Empowering women in politics
AFTER May 12 – the day Karachi experienced brutal carnage – a number of conferences were held in the city to bring various political parties together.
I had a chance to attend a few. It was surprising, in fact shocking, to see that in spite of a sizable presence of women in legislative bodies, their representation in these conferences was missing. Why? Were they not invited? Or do they not have any opinion of their own? Or are their views simply not counted?
On enquiring from the organisers, I failed to get a convincing reply. They were totally dismissive when I raised the issue of the missing female voices. Later, when I contacted some women office-bearers and legislators, I learnt that they had not been told about the meetings. Their male colleagues considered politics to be their domain. The women’s wings of the political parties are mobilised when a party needs to show its strength or when extra hands are needed for tedious electoral activities such as compiling voters’ lists, door-to-door canvassing or acting as polling agents.
But that is not what women want. A political activist, who attended the All Parties Women’s Conference organised by the Aurat Foundation last week in Karachi, said that she wanted the women’s wings of political parties to be made autonomous, financially independent and part of the decision-making process.
Some participants wanted the women’s wings to be abolished. However, the majority felt these should be retained but given decision-making powers. It was significant that women of different parties – from the treasury and the opposition – could engage in a positive dialogue and come up with a joint declaration.
In South Asia, power politics, especially the electoral process, is becoming increasingly violent. The extensive use of firearms and sophisticated weapons and the induction by political parties of criminal elements who resort to strong-arm tactics, often results in the terrorising and killing of innocent people.
The state has failed in its primary role of maintaining law and order and protecting the lives of citizens. In some cases, the state itself has become a major actor in the game of violence that is being played in the region.

▶ **Dataset section**
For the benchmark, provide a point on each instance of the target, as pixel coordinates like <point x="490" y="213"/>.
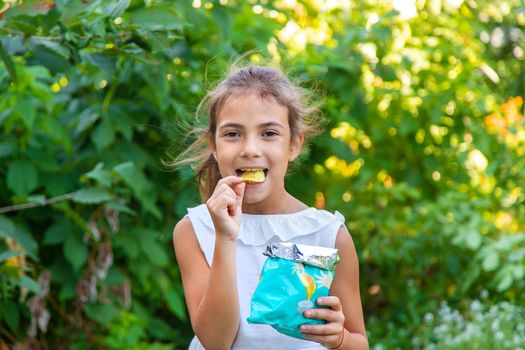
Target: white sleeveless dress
<point x="309" y="226"/>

▶ **Task requirements**
#1 Answer these questions using the article on empowering women in politics:
(a) Which organization arranged the All Parties Women's Conference in Karachi?
(b) Which tedious electoral activities does the article list as tasks for which the women's wings are mobilized?
(c) In what primary role does the article say the state has failed?
#2 Reproduce the passage of the article on women in politics from "Some participants wanted" up to and including "of innocent people.", renaming "positive dialogue" as "constructive dialogue".
Rely solely on the article for the information it contains.

▶ **Outputs for the tasks**
#1
(a) The Aurat Foundation.
(b) Compiling voters' lists, door-to-door canvassing, and acting as polling agents.
(c) Maintaining law and order and protecting the lives of citizens.

#2
Some participants wanted the women’s wings to be abolished. However, the majority felt these should be retained but given decision-making powers. It was significant that women of different parties – from the treasury and the opposition – could engage in a constructive dialogue and come up with a joint declaration.
In South Asia, power politics, especially the electoral process, is becoming increasingly violent. The extensive use of firearms and sophisticated weapons and the induction by political parties of criminal elements who resort to strong-arm tactics, often results in the terrorising and killing of innocent people.